▶

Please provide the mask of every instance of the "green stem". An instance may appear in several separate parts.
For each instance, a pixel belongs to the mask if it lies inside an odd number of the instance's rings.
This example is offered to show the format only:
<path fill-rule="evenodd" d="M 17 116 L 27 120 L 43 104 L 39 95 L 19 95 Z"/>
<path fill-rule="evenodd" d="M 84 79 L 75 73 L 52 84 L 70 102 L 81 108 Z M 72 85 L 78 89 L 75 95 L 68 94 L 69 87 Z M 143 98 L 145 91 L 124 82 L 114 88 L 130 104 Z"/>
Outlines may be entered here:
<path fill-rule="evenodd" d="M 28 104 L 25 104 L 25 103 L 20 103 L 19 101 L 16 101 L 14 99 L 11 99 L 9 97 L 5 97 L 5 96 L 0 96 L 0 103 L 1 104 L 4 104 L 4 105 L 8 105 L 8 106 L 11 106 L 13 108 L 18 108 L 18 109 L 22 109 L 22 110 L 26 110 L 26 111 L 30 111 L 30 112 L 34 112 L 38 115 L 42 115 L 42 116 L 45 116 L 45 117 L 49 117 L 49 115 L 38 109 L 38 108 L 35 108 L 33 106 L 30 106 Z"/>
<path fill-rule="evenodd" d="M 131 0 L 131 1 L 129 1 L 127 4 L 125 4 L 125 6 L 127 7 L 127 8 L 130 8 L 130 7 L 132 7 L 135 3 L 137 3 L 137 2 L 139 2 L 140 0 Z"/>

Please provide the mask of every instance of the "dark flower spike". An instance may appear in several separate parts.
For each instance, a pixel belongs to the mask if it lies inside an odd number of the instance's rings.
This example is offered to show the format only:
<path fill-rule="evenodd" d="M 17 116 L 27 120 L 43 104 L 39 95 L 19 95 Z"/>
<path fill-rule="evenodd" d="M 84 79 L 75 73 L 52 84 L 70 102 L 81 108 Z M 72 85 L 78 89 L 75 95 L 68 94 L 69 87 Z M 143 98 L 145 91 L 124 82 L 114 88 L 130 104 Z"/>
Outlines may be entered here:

◀

> Requirement
Extract from the material all lines containing the string "separate".

> Task result
Please provide the mask of every instance of the "green stem". An instance may appear in several separate parts.
Please provide the mask of every instance of the "dark flower spike". An instance may appear in several separate parts.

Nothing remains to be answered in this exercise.